## What to work on
a. Return the passage on beating the post-holiday blues word for word, from "After such a" to "in your life.".
b. According to the passage on beating the post-holiday blues, what has regular gratitude practice been shown to reduce?

Document passage Start Marker

Studies are also showing that time in nature can help boost your mood and help you to be happier as well! So spending a bit of time in a park, the beach, or the forest could potentially help you overcome the post-holiday blues.
Gratitude Journaling
Gratitude is a powerful emotion. Practicing gratitude regularly has been shown to reduce anxiety and depression. Consider starting a gratitude journal. Write down a few things you’re grateful for each day. This can help you maintain a positive mindset and appreciate the smaller joys in your everyday life.
Daily self-care
Many people, women particularly, do not practice regular self-care. What is self-care exactly? Self-care is the art of taking care of your basic physical, mental, emotional, and spiritual needs. Somehow society has promoted the idea that taking time for self-care is selfish and that couldn’t be less true! Are you taking the time to eat foods that are nourishing to your body? Are you getting plenty of rest or are you burning the candle at both ends to get more done? Do you exercise your body regularly? Do you face difficult emotions as they come up or do you stuff them down? Are you okay with setting boundaries or saying no when needed?
After such a busy time of year like the holidays, self-care is mandatory! You can’t be there to help others when you aren’t even able to help yourself. Regular self-care will ultimately help you avoid chronic illness and disease, which is good for both you and the others in your life.
Stay connected socially
If the holidays involve spending time with friends and family, try to maintain those connections. Plan casual meetups or video calls to stay connected and keep the holiday spirit alive. This was something that started for me during the pandemic. The holidays were not quite as happy in 2020 and I found that I was feeling more blue in January of 2021. It wasn’t as easy to meet up with friends, because I had several who were more comfortable staying in than going out. But we missed seeing each other!

Document passage End Marker
Records Start Marker

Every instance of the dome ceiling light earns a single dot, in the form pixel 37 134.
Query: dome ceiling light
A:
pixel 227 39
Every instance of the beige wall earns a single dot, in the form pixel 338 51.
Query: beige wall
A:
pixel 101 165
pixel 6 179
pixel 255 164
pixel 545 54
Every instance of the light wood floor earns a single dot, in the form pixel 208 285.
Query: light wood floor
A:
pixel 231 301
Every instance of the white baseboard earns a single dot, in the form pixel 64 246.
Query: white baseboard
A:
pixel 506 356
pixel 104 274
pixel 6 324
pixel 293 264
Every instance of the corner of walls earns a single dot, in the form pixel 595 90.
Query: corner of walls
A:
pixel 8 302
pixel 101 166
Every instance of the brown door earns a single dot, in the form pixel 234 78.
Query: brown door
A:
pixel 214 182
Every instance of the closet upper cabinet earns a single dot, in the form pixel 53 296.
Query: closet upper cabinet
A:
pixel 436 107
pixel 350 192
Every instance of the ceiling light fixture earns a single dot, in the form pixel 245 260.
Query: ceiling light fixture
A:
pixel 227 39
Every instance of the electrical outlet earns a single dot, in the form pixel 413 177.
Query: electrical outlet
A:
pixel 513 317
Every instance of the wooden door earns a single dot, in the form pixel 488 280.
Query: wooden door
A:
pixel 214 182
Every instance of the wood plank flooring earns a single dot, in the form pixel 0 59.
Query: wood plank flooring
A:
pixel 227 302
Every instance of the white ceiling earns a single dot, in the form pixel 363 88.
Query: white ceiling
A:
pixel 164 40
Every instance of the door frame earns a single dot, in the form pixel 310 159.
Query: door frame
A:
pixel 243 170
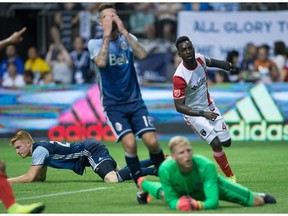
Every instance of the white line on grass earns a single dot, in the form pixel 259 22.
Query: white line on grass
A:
pixel 63 193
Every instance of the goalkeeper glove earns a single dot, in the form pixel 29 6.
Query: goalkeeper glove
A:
pixel 186 203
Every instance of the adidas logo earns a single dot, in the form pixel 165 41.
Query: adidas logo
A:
pixel 256 118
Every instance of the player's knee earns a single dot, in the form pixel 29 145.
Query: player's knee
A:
pixel 111 177
pixel 216 144
pixel 227 143
pixel 129 144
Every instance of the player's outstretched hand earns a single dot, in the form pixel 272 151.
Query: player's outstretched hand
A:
pixel 120 25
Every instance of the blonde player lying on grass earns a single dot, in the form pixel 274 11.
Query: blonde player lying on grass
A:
pixel 190 182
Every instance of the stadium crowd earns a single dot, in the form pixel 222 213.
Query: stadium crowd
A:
pixel 66 60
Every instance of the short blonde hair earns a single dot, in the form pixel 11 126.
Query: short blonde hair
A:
pixel 177 140
pixel 21 135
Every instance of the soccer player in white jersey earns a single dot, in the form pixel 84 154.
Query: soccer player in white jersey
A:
pixel 192 99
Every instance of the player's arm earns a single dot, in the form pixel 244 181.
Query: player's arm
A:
pixel 101 58
pixel 210 184
pixel 15 38
pixel 171 196
pixel 179 86
pixel 35 173
pixel 137 48
pixel 225 65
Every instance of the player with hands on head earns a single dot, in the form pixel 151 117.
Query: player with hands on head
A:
pixel 192 99
pixel 6 192
pixel 126 113
pixel 190 182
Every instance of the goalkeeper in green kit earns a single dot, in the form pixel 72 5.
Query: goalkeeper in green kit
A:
pixel 190 182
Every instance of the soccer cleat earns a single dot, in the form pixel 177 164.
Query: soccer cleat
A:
pixel 26 209
pixel 232 178
pixel 142 197
pixel 268 199
pixel 166 156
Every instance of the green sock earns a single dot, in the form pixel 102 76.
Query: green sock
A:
pixel 153 188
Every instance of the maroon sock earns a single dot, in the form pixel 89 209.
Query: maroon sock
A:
pixel 221 159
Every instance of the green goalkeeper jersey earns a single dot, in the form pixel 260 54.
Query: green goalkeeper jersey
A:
pixel 202 183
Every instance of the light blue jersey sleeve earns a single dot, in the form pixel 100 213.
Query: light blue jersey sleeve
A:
pixel 39 156
pixel 94 46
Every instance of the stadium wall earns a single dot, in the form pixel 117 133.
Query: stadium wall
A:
pixel 252 112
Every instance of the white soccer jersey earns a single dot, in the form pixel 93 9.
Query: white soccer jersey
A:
pixel 192 85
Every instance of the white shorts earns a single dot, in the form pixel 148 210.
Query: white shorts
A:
pixel 208 130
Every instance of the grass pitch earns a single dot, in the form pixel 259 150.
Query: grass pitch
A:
pixel 260 166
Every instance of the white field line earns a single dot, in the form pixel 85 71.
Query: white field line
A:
pixel 63 193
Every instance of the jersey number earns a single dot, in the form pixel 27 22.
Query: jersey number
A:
pixel 147 121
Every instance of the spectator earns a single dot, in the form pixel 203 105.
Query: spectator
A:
pixel 166 19
pixel 67 20
pixel 47 79
pixel 36 64
pixel 13 79
pixel 250 55
pixel 233 57
pixel 28 77
pixel 267 69
pixel 280 57
pixel 81 63
pixel 197 6
pixel 61 67
pixel 96 30
pixel 12 56
pixel 55 40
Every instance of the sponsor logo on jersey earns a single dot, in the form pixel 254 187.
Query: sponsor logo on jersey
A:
pixel 115 60
pixel 256 117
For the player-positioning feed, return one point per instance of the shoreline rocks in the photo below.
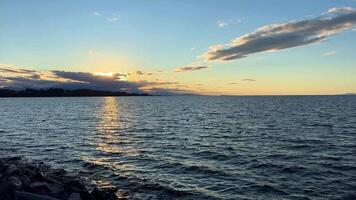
(21, 179)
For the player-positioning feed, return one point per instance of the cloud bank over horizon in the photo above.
(19, 79)
(276, 37)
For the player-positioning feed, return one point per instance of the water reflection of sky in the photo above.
(112, 146)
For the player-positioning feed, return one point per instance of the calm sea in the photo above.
(292, 147)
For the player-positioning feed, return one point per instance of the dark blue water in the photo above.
(301, 147)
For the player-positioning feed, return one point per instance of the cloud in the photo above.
(276, 37)
(110, 18)
(16, 71)
(113, 18)
(222, 23)
(139, 73)
(188, 69)
(249, 80)
(22, 79)
(96, 13)
(329, 53)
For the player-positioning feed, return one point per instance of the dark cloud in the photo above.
(76, 80)
(15, 71)
(287, 35)
(188, 69)
(249, 80)
(139, 73)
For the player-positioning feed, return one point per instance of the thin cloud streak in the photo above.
(188, 69)
(330, 53)
(276, 37)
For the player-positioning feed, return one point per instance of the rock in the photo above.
(11, 169)
(84, 195)
(25, 181)
(31, 196)
(55, 188)
(7, 191)
(60, 172)
(40, 176)
(74, 196)
(44, 188)
(103, 194)
(15, 181)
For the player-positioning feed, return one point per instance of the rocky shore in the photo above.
(21, 179)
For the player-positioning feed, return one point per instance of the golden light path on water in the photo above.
(110, 141)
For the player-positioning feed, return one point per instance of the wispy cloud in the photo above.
(188, 69)
(222, 23)
(249, 80)
(110, 18)
(276, 37)
(96, 13)
(113, 18)
(329, 53)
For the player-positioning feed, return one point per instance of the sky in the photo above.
(225, 47)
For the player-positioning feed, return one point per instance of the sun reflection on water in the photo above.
(114, 146)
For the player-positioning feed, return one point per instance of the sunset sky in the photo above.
(215, 47)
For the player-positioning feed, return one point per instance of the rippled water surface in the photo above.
(300, 147)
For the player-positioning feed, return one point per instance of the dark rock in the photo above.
(15, 181)
(39, 176)
(31, 196)
(75, 183)
(25, 181)
(74, 196)
(7, 191)
(108, 194)
(85, 195)
(11, 169)
(60, 172)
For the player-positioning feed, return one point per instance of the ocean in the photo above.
(192, 147)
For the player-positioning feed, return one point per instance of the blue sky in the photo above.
(126, 36)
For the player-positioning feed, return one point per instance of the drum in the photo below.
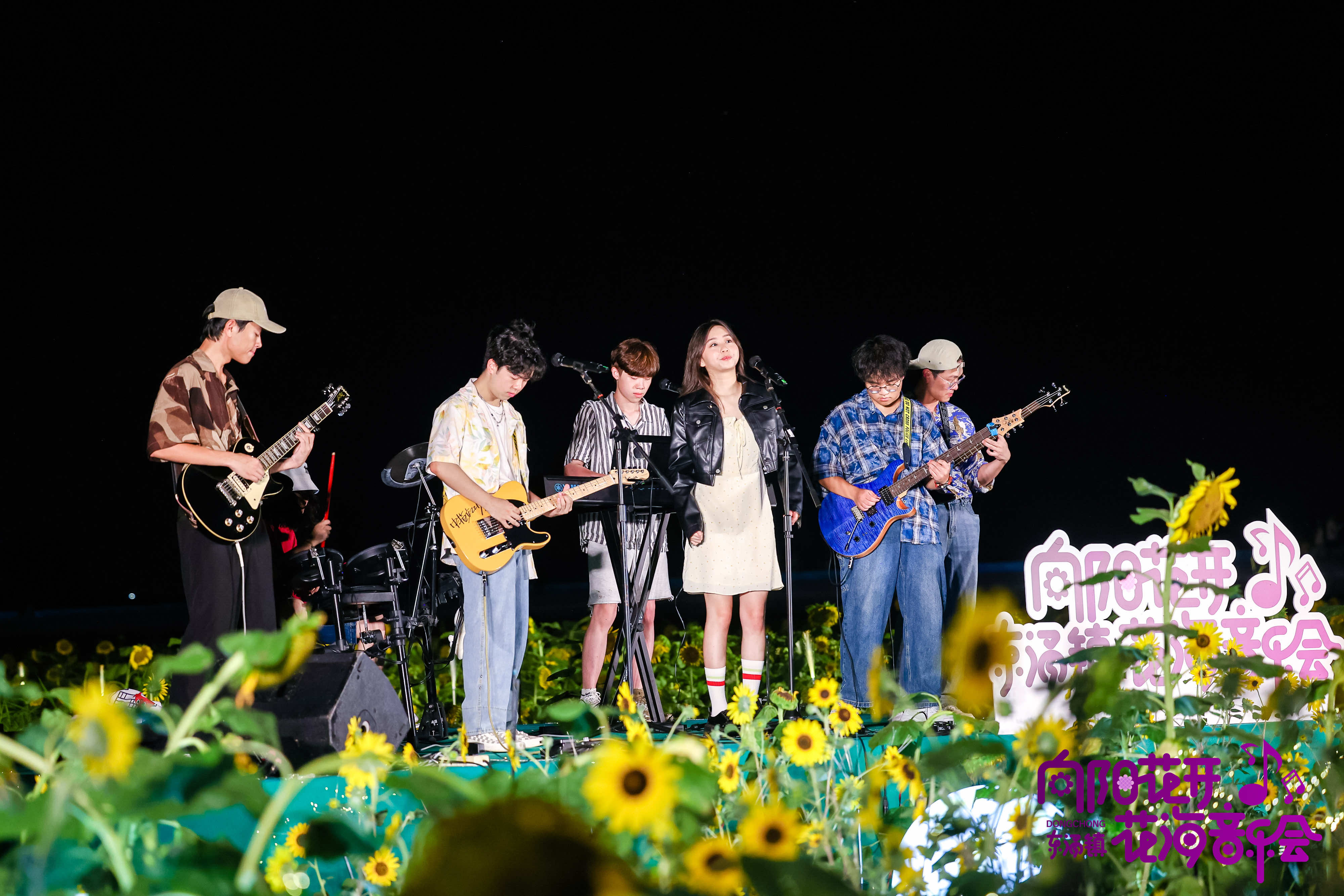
(304, 571)
(369, 567)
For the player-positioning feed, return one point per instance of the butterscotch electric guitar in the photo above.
(482, 542)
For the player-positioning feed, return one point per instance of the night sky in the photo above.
(1150, 227)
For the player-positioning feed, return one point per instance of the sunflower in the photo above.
(845, 719)
(825, 692)
(1042, 741)
(743, 707)
(634, 788)
(1206, 641)
(904, 772)
(1202, 675)
(713, 868)
(626, 700)
(771, 831)
(976, 643)
(811, 836)
(104, 734)
(730, 772)
(1022, 823)
(295, 839)
(1204, 510)
(804, 742)
(382, 867)
(366, 758)
(276, 870)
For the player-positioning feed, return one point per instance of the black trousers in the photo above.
(216, 600)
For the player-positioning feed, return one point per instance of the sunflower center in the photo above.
(635, 782)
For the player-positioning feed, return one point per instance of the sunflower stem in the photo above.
(1169, 686)
(187, 725)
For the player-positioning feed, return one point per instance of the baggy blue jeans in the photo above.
(959, 530)
(915, 573)
(493, 655)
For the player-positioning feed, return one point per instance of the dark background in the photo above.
(1146, 217)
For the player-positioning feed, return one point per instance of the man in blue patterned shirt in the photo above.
(935, 378)
(858, 441)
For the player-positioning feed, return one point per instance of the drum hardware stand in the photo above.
(790, 451)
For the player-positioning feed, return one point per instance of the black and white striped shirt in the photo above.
(592, 446)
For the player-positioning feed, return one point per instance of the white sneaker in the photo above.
(528, 742)
(487, 742)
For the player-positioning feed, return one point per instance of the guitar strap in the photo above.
(905, 430)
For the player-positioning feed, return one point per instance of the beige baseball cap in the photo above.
(939, 355)
(244, 305)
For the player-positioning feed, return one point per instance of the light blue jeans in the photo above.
(959, 528)
(915, 573)
(494, 645)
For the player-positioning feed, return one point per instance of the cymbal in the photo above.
(403, 472)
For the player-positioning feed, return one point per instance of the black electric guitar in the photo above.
(226, 506)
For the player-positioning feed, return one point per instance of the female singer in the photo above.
(725, 440)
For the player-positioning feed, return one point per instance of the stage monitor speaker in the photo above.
(314, 709)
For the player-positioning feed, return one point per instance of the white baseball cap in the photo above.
(939, 355)
(244, 305)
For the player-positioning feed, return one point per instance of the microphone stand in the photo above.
(788, 451)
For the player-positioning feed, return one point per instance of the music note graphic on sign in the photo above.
(1272, 545)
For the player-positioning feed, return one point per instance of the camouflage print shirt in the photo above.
(198, 405)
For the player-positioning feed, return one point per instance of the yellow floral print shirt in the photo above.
(463, 434)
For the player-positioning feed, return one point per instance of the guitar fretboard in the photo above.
(963, 449)
(272, 456)
(548, 504)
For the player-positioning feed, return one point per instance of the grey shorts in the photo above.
(603, 580)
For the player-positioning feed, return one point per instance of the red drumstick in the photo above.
(331, 476)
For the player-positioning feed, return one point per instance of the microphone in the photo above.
(767, 371)
(584, 367)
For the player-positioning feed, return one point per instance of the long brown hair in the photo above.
(697, 377)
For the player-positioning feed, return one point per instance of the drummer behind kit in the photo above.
(482, 542)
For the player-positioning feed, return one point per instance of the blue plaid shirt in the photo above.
(966, 472)
(858, 441)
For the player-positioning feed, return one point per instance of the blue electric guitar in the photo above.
(854, 534)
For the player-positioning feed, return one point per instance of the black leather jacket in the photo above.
(697, 452)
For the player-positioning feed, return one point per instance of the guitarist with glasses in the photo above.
(478, 444)
(197, 420)
(936, 377)
(858, 441)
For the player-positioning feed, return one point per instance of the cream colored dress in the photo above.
(739, 550)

Records End Marker

## Responses by task
a.
After such a busy time of year like the holidays, self-care is mandatory! You can’t be there to help others when you aren’t even able to help yourself. Regular self-care will ultimately help you avoid chronic illness and disease, which is good for both you and the others in your life.

b. Anxiety and depression.